═══ INPUT ═══

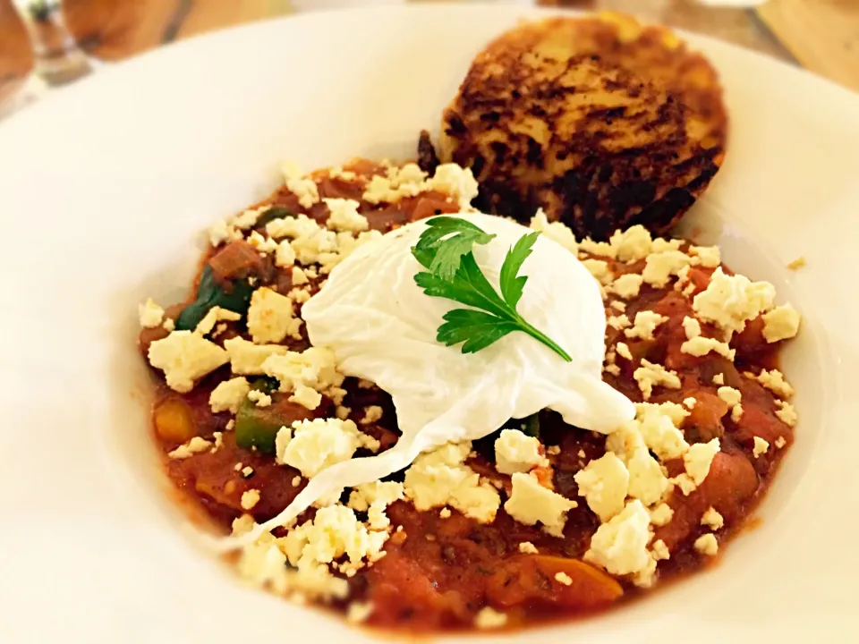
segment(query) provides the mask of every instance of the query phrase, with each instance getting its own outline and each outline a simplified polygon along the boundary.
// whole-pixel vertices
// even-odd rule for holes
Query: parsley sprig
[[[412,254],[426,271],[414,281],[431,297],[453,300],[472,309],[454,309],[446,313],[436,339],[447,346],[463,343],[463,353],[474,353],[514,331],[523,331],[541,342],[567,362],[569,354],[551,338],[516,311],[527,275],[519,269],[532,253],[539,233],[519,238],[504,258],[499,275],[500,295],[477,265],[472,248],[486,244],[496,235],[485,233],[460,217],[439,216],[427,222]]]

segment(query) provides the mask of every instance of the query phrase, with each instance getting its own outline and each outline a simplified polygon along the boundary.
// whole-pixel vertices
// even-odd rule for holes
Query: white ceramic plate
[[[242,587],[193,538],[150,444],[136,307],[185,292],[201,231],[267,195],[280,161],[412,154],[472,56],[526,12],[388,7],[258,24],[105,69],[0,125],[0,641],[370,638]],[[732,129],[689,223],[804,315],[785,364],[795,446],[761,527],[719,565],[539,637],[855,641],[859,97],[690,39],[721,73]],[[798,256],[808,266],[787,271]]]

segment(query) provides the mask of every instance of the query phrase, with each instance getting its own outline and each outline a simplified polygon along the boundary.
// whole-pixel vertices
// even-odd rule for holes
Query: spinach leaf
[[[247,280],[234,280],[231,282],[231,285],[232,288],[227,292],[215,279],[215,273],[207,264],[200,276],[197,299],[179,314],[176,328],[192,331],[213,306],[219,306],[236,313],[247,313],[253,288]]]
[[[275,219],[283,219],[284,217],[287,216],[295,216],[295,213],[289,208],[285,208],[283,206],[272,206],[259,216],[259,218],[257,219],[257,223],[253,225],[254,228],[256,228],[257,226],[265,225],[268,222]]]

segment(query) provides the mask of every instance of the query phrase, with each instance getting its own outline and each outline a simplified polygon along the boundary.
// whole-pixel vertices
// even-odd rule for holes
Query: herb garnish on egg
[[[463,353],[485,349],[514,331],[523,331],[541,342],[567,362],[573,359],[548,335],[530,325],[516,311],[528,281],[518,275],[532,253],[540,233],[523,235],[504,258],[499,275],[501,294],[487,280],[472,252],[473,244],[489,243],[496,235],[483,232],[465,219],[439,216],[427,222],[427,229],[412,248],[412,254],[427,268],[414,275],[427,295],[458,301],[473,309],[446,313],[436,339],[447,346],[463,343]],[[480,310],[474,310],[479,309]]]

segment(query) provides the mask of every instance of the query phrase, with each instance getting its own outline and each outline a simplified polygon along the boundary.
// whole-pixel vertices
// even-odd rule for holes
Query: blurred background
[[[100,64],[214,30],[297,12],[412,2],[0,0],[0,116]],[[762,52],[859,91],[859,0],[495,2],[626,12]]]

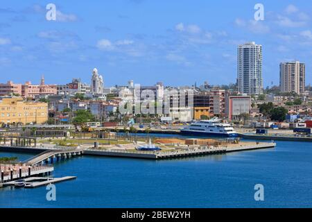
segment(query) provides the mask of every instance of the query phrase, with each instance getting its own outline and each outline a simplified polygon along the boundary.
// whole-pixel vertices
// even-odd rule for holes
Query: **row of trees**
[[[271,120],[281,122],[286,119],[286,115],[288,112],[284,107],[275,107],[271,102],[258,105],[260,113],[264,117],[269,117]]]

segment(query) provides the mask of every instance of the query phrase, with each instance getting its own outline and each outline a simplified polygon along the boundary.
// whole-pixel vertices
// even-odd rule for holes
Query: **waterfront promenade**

═══

Lay out every line of the items above as a JSON list of strings, one string per line, with blank lines skipped. Leave the pictures out of the answer.

[
  "segment(query) provides the mask of every instance of the query phrase, with each instance getting its own outline and each outline a simplified polygon along the boundary.",
  "// whole-pixel vertices",
  "// even-odd rule for holes",
  "Query: parsley sprig",
  "[[[412,254],[426,271],[414,281],[431,297],[453,300],[472,309],[454,309],[446,313],[436,339],[447,346],[463,343],[463,353],[474,353],[514,331],[523,331],[541,342],[567,362],[569,354],[551,338],[516,311],[527,275],[519,269],[532,253],[539,233],[519,238],[504,258],[499,275],[500,295],[477,265],[472,248],[486,244],[496,235],[485,233],[460,217],[439,216],[427,222]]]",
  "segment(query) provides the mask of every instance of the query phrase, with each instance getting its own outline and each outline a simplified polygon along the boundary.",
  "// whole-pixel vertices",
  "// even-odd rule for holes",
  "Query: white ceramic plate",
  "[[[242,587],[193,538],[150,444],[136,307],[185,292],[201,231],[267,195],[280,161],[412,154],[472,56],[526,12],[388,7],[258,24],[105,69],[0,125],[0,641],[370,638]],[[732,129],[689,223],[804,315],[785,364],[795,446],[761,527],[719,565],[539,637],[855,641],[859,97],[690,39],[721,73]],[[798,256],[808,266],[787,271]]]",
  "segment(query) provides the mask of every instance of the query phrase, with each instance getting its own outline and each outline a simplified polygon along the boundary.",
  "// whole-pixel vertices",
  "// even-odd rule for holes",
  "Query: spinach leaf",
  "[[[247,280],[234,280],[231,282],[231,285],[232,288],[227,292],[215,279],[215,273],[207,264],[200,276],[197,299],[179,314],[176,328],[192,331],[213,306],[219,306],[236,313],[247,313],[253,288]]]",
  "[[[275,219],[283,219],[284,217],[287,216],[295,216],[295,213],[289,208],[285,208],[283,206],[272,206],[259,216],[259,218],[257,219],[257,223],[253,225],[254,228],[256,228],[257,226],[265,225],[268,222]]]",
  "segment(query) provides the mask of every instance of the query phrase, with each instance getting its own outline and each outline a simplified polygon along the boundary.",
  "// whole-pixel vertices",
  "// even-odd rule for holes",
  "Query: herb garnish on egg",
  "[[[463,353],[485,349],[514,331],[523,331],[541,342],[567,362],[573,359],[548,335],[530,325],[516,311],[528,281],[518,275],[532,253],[540,233],[523,235],[504,258],[499,275],[501,294],[487,280],[472,252],[473,244],[489,243],[496,235],[483,232],[465,219],[439,216],[427,222],[427,229],[412,248],[412,254],[427,268],[414,275],[427,295],[458,301],[473,309],[446,313],[436,339],[447,346],[463,343]],[[480,310],[474,310],[479,309]]]",
  "segment(query) provides the mask of every instance of the query phrase, with each instance getting its own outline and each outline a simplified polygon along the boundary.",
  "// whole-pixel vertices",
  "// even-odd rule for holes",
  "Query: blurred background",
  "[[[100,64],[214,30],[297,12],[412,2],[0,0],[0,116]],[[762,52],[859,91],[859,0],[495,2],[626,12]]]",
  "segment(query) provides the mask of every instance of the query phrase, with each instance getting its own outline and each outline a simplified polygon along the boundary.",
  "// whole-pixel vertices",
  "// even-odd rule for holes",
  "Query: **row of trees**",
  "[[[271,120],[281,122],[286,119],[286,115],[288,112],[284,107],[275,107],[271,102],[258,105],[260,113],[264,117],[269,117]]]",
  "segment(query) provides the mask of every instance of the query phrase, with each instance getting its own outline and each outline a simplified polygon along the boundary.",
  "// whole-pixel vertices",
  "// even-odd rule for holes",
  "Query: **waterfront promenade**"
]